● **Stated exercise**
Select every line of the entries below that contains the word "wall", treating uppercase and lowercase as different.

══════

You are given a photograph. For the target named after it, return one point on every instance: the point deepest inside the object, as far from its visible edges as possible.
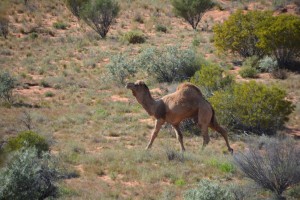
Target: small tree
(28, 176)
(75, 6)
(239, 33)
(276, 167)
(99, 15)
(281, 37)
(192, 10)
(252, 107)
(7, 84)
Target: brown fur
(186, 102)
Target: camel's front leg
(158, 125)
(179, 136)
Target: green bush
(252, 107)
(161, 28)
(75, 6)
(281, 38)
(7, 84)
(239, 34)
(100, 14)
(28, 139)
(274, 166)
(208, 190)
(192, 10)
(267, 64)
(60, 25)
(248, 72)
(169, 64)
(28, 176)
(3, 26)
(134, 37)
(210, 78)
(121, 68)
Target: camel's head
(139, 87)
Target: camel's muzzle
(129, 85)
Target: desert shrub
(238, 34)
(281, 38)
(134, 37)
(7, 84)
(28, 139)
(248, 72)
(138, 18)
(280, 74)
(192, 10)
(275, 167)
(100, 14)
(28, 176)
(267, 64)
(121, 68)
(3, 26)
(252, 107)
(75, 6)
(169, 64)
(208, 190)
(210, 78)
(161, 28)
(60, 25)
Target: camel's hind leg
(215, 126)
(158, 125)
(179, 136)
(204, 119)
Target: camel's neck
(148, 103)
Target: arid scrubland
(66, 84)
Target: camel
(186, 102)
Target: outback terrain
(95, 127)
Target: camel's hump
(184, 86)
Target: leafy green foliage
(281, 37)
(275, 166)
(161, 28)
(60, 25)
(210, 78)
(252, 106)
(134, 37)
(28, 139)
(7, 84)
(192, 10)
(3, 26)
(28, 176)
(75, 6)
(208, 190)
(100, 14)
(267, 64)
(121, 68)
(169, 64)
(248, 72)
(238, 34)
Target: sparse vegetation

══════

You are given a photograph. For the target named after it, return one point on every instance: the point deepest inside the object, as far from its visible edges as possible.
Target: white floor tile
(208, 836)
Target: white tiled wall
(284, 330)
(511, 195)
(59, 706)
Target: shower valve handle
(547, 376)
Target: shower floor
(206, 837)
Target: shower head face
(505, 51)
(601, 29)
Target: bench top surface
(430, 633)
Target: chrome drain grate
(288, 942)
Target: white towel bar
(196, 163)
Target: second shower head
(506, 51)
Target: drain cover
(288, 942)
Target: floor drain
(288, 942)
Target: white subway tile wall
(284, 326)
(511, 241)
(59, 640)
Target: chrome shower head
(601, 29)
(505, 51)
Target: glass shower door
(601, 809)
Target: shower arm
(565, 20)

══════

● **Full response**
Target: white tiled wall
Target: white subway tile wall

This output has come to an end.